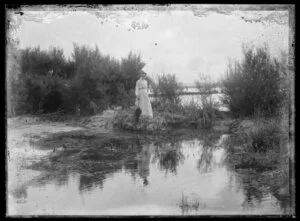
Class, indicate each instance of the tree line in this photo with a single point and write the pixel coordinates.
(44, 81)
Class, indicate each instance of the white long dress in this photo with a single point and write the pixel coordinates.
(141, 92)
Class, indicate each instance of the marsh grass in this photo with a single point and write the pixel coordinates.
(187, 206)
(263, 147)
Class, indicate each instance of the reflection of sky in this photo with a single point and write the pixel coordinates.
(121, 194)
(169, 41)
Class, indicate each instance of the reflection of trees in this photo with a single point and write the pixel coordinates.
(204, 164)
(169, 156)
(89, 182)
(143, 160)
(258, 185)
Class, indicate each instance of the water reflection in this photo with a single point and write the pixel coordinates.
(168, 156)
(101, 169)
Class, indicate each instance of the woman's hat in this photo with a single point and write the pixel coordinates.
(143, 72)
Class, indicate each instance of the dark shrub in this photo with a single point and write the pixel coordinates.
(255, 84)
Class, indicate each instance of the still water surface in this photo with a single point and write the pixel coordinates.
(185, 177)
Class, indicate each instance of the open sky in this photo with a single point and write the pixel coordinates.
(169, 41)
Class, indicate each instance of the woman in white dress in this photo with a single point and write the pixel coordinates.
(142, 98)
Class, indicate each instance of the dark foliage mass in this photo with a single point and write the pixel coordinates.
(40, 81)
(256, 84)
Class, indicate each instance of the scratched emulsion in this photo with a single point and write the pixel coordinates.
(79, 191)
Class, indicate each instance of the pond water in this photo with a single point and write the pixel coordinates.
(142, 177)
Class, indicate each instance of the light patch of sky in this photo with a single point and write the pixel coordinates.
(175, 42)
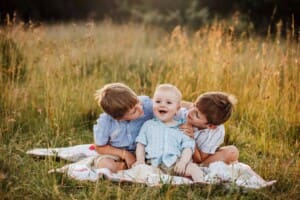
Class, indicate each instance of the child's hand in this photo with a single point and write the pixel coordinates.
(187, 129)
(180, 167)
(138, 162)
(129, 158)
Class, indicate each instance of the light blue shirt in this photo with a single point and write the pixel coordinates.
(121, 134)
(207, 140)
(163, 144)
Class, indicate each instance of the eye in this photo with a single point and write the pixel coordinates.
(133, 112)
(197, 114)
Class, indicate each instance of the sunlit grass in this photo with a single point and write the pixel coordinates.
(51, 103)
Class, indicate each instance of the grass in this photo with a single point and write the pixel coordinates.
(49, 74)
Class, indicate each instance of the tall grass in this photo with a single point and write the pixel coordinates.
(47, 100)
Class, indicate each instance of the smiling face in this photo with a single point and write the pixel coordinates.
(166, 103)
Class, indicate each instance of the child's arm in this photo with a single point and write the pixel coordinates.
(187, 129)
(186, 156)
(122, 153)
(140, 154)
(199, 156)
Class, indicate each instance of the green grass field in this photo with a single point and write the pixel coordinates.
(49, 74)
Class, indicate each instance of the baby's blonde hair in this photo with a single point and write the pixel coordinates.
(169, 87)
(116, 99)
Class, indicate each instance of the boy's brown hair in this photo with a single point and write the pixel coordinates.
(216, 106)
(116, 99)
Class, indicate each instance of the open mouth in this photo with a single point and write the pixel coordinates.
(162, 111)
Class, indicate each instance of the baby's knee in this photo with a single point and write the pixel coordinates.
(232, 153)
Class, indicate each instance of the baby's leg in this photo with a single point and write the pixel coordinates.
(111, 164)
(195, 171)
(227, 154)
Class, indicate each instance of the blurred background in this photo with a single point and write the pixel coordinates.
(168, 13)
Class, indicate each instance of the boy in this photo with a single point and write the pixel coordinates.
(160, 139)
(117, 128)
(207, 116)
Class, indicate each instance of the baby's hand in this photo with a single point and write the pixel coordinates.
(129, 158)
(180, 167)
(188, 130)
(138, 162)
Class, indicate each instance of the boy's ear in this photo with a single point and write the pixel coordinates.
(211, 126)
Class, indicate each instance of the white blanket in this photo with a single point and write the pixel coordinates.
(82, 168)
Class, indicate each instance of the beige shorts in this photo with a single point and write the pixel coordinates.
(167, 170)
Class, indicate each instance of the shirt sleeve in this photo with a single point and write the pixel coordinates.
(142, 137)
(102, 130)
(181, 114)
(211, 139)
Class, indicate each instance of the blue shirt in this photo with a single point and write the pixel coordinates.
(121, 134)
(163, 144)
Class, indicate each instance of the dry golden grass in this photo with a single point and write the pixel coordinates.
(53, 104)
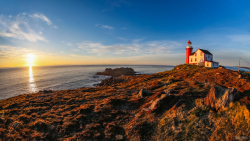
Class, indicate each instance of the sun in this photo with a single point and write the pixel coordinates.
(30, 59)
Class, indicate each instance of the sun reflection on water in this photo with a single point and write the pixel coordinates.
(32, 84)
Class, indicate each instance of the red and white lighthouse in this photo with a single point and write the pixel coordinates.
(189, 50)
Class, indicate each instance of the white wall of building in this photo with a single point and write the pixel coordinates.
(208, 57)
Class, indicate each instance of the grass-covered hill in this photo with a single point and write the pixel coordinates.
(186, 103)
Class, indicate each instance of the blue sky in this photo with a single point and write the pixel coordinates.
(122, 31)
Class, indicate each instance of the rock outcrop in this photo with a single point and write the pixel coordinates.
(117, 72)
(143, 93)
(219, 97)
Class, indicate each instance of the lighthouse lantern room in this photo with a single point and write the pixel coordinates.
(199, 57)
(189, 50)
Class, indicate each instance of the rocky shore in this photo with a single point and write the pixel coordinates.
(186, 103)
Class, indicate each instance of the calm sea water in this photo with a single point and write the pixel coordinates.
(17, 81)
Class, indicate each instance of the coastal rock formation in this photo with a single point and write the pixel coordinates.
(113, 80)
(143, 93)
(181, 109)
(117, 71)
(219, 97)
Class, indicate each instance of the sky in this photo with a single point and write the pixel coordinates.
(103, 32)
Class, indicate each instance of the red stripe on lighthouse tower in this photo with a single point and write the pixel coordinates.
(189, 50)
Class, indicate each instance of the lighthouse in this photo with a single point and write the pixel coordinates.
(189, 50)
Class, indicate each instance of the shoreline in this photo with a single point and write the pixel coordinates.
(141, 108)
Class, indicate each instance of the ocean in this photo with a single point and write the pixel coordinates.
(26, 80)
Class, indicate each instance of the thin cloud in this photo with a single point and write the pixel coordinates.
(107, 27)
(68, 44)
(137, 40)
(240, 38)
(19, 27)
(123, 39)
(132, 49)
(42, 17)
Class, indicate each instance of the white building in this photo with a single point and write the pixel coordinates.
(199, 57)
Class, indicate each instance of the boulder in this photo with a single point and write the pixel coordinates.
(168, 91)
(143, 93)
(219, 97)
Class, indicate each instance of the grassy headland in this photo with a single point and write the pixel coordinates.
(171, 108)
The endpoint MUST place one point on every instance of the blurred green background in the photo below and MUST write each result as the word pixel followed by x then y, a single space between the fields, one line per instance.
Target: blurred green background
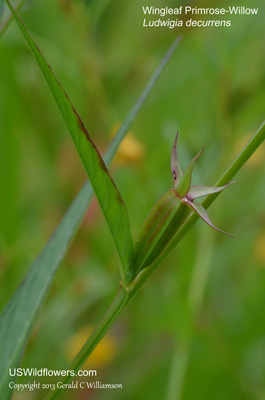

___

WHAT TO DO
Leaving the images out, retype all the material above exactly.

RESULT FOR THIS TASK
Class, indicate each instance of the tree line in this photo with a single point and write the pixel coordinates.
(44, 81)
Class, indicate each instance of the white long dress in this photo with a single point and write the pixel coordinates.
(141, 92)
Class, indicate each instance of the marsh grass in this photo with a single point and write the pixel coordinates.
(187, 206)
(263, 147)
Class, indicate each instance of the reflection of sky in this photo with a single point and write the pixel coordinates.
(121, 194)
(169, 41)
Class, indicate each instance of the reflection of trees in this photo with a single point and write the pixel coordinates.
(204, 164)
(169, 156)
(89, 182)
(143, 160)
(258, 185)
Class, indicate each instance of the water reflection in this photo with a single point and write the pixel coordinates.
(168, 156)
(101, 169)
Class, indicate each instance of the woman's hat in this photo with a single point and write the pixel coordinates.
(143, 72)
Class, indicate each instance of the dark shrub in this photo with a single point and write the pixel coordinates.
(255, 84)
Class, indicate each instance of the still water surface in this photo with a single point and write the pixel coordinates.
(185, 177)
Class, indicate each instance of the open sky in this photo with a single point and write the pixel coordinates.
(169, 41)
Class, indicate each instance of the woman in white dress in this photo with a single point and write the pixel coordinates.
(142, 98)
Class, indicate each instance of the dark foliage mass in this photo with a single point and write the pixel coordinates.
(40, 81)
(256, 84)
Class, indicate each instance of the scratched emulsion in this photo with a single point and write the pixel coordinates.
(79, 191)
Class, indicate each instance of the pond water in this photo with a single point and write the pixel coordinates.
(142, 177)
Class, indicate each instance of the light patch of sky in this photo with a single point and write the pixel coordinates.
(175, 42)
Class, indicate each instance of the child's hand in this photo with a single point and write the pixel coordinates.
(187, 129)
(180, 167)
(138, 162)
(129, 158)
Class, indicate each instance of the light blue shirt in this photo with a single point and write the pixel coordinates.
(121, 134)
(207, 140)
(163, 144)
Class, indicate each instance of the eye in this photo with a single point and write the pixel coordinates.
(133, 112)
(197, 114)
Class, indicate each instance of the sunlit grass in this photo with a single point and write the pixel coordinates.
(51, 103)
Class, indicate each instance of the grass in this photo with a single point and write the pixel coordinates.
(49, 74)
Class, indicate each instance of the tall grass in this photo with a single point and write the pixel coordinates.
(47, 100)
Class, indicate each instance of the smiling face in this photo with a single point and write the pixel coordinates.
(166, 103)
Class, indicate each instance of the child's arm in this photo with a single point and write the pixel coordinates.
(187, 129)
(186, 156)
(122, 153)
(140, 154)
(199, 156)
Class, indicate each instance of the green grass field in this photo with a single point and write the pixel coordinates.
(49, 74)
Class, indicate each instance of the baby's blonde hair in this photo with a single point and write the pixel coordinates.
(169, 87)
(116, 99)
Class, indicate each instance of the boy's brown hair in this photo with a single point and write the pixel coordinates.
(216, 106)
(116, 99)
Class, indicate each instance of the open mouth in this photo with a single point and write the pixel coordinates.
(162, 111)
Class, indicate each instance of the baby's knee in this photo with a single point and write the pixel coordinates.
(232, 153)
Class, indicate each instance of the baby's leg in this photo with a single point and write the pixel coordinates.
(111, 164)
(195, 171)
(227, 154)
Class, indicate each instance of the blurred background in this photo with a single point and write the pixel coordinates.
(168, 13)
Class, indicate each instance of the boy in this photo with a single point and write the pixel coordinates.
(160, 139)
(117, 128)
(207, 116)
Class, indicate each instance of the baby's hand in this photo with a single point and write the pixel coordinates.
(129, 158)
(180, 167)
(188, 130)
(138, 162)
Class, indicate each instance of the boy's ear in this photo with a single point and write the pixel coordinates.
(211, 126)
Class, indicate each instance of the white blanket in this photo with a single point and write the pixel coordinates.
(82, 168)
Class, indicate each instance of the beige shorts in this photo with a single point and write the pixel coordinates.
(167, 170)
Class, indicate each instance of the shirt sleeve in this photo with a single point and write the pixel coordinates.
(142, 137)
(102, 130)
(181, 114)
(211, 139)
Class, indicate each instance of the blue shirt in this photo with a single point and write the pixel coordinates.
(121, 134)
(163, 144)
Class, indicate each instance of the dry golden grass in this photo with a single point and write the pixel coordinates.
(53, 104)
Class, indicate each instance of the sun in this photo with a single point and write the pixel coordinates.
(30, 59)
Class, indicate each instance of the sun reflection on water in this photo with a single point and write the pixel coordinates.
(32, 84)
Class, indicate each instance of the red and white lighthouse in this photo with a single point and write the pixel coordinates.
(189, 50)
Class, indicate each instance of the white wall of building in this photo with a single point and write the pixel coordinates.
(208, 57)
Class, indicate each instance of the grass-covered hill in this photo with a single point and write the pixel coordinates.
(186, 103)
Class, indicate each instance of the blue sky in this photo with a single point and write the pixel coordinates.
(122, 31)
Class, indicate each instance of the rock outcrop in this photo with a single point and write the pixel coordinates.
(117, 72)
(143, 93)
(219, 97)
Class, indicate each instance of the lighthouse lantern room in this photo with a single point and write the pixel coordinates.
(199, 57)
(189, 50)
Class, indicate each instance of the rocky shore in this photo with a single point and write the pixel coordinates.
(186, 103)
Class, indicate each instance of the calm sea water in this photo with a single point and write the pixel coordinates.
(17, 81)
Class, indicate each instance of the coastal rock formation in this photo with a single point and write the pixel coordinates.
(113, 80)
(143, 93)
(181, 109)
(117, 71)
(219, 97)
Class, indicate each instance of the sky in this photo with a single point and write the pixel coordinates.
(103, 32)
Class, indicate each instance of the red stripe on lighthouse tower in this photo with a single point and write the pixel coordinates.
(189, 50)
Class, indicate each instance of the lighthouse in this photo with a single point and write the pixel coordinates.
(189, 50)
Class, indicate each instance of the shoreline in this photo with a single point and write the pixel coordinates.
(141, 108)
Class, indicate each instance of the ocean in this photo with a single point and write the pixel coordinates.
(26, 80)
Class, indicate each instance of the thin cloud in this photo with a single point and write the pixel coordinates.
(107, 27)
(68, 44)
(137, 40)
(240, 38)
(19, 27)
(123, 39)
(132, 49)
(42, 17)
Class, indicate each instance of the white building in this photo with a single point and write the pixel coordinates.
(199, 57)
Class, indicate each instance of the boulder in this photo with a single point and write the pixel coordinates.
(168, 91)
(143, 93)
(219, 97)
Class, indicate each instance of the grassy headland in this photo with a single point and write the pixel coordinates.
(171, 108)
The endpoint MUST place one point on every instance of the blurred green background in the photo below and MUST write each result as the word pixel followed by x then y, a single space between the fields, one line per instance.
Target: blurred green background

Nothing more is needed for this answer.